Write out each line of the entries below that holds the word "distant".

[Opening The records section]

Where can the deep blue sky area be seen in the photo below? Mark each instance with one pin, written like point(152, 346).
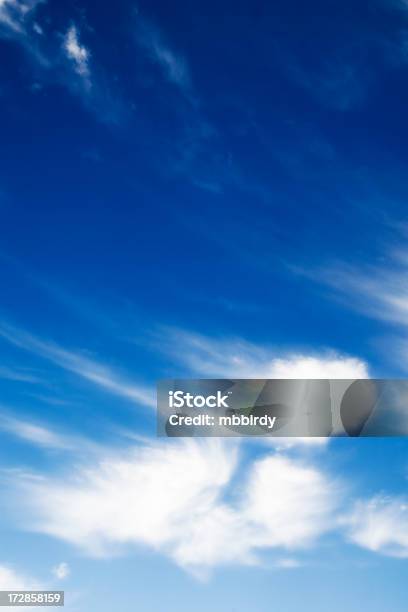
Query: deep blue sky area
point(199, 189)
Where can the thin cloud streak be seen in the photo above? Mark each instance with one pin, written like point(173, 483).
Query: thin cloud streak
point(100, 375)
point(237, 358)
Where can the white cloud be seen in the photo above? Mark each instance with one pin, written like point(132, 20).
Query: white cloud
point(172, 497)
point(78, 54)
point(61, 571)
point(380, 525)
point(14, 13)
point(172, 64)
point(18, 375)
point(86, 368)
point(240, 359)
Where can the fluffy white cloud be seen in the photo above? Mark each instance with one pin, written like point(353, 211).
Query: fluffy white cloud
point(14, 14)
point(380, 525)
point(241, 359)
point(172, 497)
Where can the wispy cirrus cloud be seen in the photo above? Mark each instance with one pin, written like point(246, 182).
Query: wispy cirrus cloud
point(84, 367)
point(39, 435)
point(11, 579)
point(378, 289)
point(237, 358)
point(15, 14)
point(77, 53)
point(173, 65)
point(19, 375)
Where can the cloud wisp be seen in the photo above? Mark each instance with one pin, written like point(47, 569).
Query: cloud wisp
point(236, 358)
point(78, 54)
point(84, 367)
point(172, 64)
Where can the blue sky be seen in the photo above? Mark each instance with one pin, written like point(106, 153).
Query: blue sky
point(199, 189)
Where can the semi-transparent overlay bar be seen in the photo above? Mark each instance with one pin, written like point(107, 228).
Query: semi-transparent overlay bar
point(282, 407)
point(31, 598)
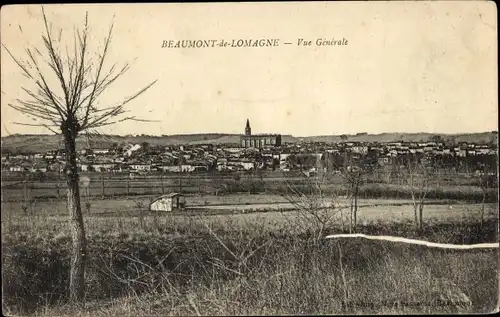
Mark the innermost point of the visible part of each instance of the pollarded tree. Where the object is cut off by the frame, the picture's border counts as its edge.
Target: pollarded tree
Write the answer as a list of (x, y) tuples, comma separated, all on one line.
[(64, 86), (418, 183)]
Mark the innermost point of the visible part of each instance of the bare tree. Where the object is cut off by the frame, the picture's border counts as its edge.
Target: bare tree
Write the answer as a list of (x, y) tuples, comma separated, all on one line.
[(486, 182), (352, 176), (418, 182), (62, 95)]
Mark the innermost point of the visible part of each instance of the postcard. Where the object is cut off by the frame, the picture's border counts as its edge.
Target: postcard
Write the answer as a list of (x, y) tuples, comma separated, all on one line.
[(250, 158)]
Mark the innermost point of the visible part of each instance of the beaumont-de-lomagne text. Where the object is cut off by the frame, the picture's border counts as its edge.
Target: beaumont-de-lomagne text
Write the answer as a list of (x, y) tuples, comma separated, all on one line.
[(263, 42)]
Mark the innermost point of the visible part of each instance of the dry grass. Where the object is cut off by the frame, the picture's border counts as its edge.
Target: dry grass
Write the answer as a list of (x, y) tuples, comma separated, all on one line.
[(254, 264)]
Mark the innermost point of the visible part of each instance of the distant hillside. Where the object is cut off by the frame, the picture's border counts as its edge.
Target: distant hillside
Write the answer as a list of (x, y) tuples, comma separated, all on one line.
[(19, 143), (44, 142), (485, 137)]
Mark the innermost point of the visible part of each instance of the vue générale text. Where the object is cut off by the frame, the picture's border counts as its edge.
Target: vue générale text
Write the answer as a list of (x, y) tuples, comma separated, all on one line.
[(252, 43)]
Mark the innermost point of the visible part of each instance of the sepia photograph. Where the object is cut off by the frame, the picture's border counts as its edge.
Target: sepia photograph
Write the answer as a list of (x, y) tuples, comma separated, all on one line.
[(252, 158)]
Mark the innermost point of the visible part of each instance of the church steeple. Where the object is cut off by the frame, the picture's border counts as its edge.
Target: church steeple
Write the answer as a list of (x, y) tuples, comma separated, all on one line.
[(248, 130)]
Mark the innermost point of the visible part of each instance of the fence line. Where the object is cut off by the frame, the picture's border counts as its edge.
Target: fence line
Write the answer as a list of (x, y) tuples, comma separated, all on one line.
[(417, 242)]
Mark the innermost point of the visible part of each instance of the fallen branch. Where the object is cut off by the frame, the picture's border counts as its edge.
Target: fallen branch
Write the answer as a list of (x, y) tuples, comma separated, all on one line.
[(417, 242)]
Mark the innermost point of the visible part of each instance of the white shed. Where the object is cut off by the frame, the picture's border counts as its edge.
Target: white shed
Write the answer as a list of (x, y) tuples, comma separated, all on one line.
[(168, 202)]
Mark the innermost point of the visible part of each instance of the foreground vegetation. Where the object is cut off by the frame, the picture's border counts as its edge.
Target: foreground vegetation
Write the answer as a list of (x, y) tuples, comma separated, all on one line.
[(211, 265)]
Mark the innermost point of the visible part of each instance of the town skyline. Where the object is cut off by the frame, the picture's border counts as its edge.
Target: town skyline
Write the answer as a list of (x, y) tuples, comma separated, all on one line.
[(439, 80)]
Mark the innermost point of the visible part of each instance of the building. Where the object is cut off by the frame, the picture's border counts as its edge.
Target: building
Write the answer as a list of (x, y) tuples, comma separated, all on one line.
[(258, 140), (168, 202)]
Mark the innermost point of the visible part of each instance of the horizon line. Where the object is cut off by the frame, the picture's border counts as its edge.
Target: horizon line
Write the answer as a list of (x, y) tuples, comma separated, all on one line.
[(241, 134)]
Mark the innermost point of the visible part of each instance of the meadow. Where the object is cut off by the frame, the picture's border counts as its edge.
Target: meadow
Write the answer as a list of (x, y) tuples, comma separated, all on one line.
[(240, 249), (195, 263)]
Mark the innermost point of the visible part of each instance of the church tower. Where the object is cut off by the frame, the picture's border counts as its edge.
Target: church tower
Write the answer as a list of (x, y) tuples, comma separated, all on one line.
[(248, 130)]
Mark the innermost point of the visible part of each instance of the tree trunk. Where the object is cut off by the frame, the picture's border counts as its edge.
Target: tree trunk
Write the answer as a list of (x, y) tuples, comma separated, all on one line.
[(356, 207), (102, 186), (77, 272), (350, 216), (482, 209), (162, 185), (415, 214), (420, 215)]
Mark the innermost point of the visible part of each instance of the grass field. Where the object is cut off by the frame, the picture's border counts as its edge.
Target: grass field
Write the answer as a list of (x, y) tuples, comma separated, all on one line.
[(246, 264), (220, 261)]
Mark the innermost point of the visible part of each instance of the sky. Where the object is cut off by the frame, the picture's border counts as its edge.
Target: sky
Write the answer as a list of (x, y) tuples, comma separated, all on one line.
[(407, 67)]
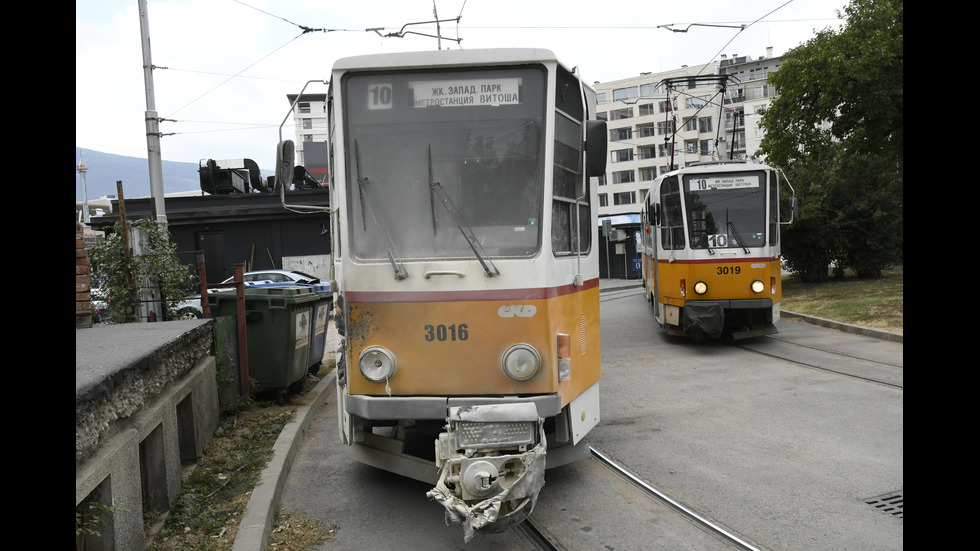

[Closing The records section]

**Exercise response:**
Mark the innermost point of the visible part of each instance of the distant hillside. Where the object is cut off by the frame, the picture's border counts as its edge.
Target: distant hillside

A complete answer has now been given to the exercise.